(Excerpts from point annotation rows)
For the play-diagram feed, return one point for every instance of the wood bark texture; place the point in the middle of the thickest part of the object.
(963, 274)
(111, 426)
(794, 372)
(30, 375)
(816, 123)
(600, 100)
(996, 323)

▶ CHALLENGE:
Rewrite every line of the rows above, request included, with each answer coordinate multiplied by 1.4 and rounded to the nearest whole number, halves rounding up.

▶ WRITTEN ANSWER:
For the play-diagram feed, return one point for every instance of the wood bark texture; place the point in the middle of the thickest part of the object.
(1348, 384)
(155, 596)
(1112, 521)
(42, 525)
(1142, 172)
(840, 140)
(1394, 452)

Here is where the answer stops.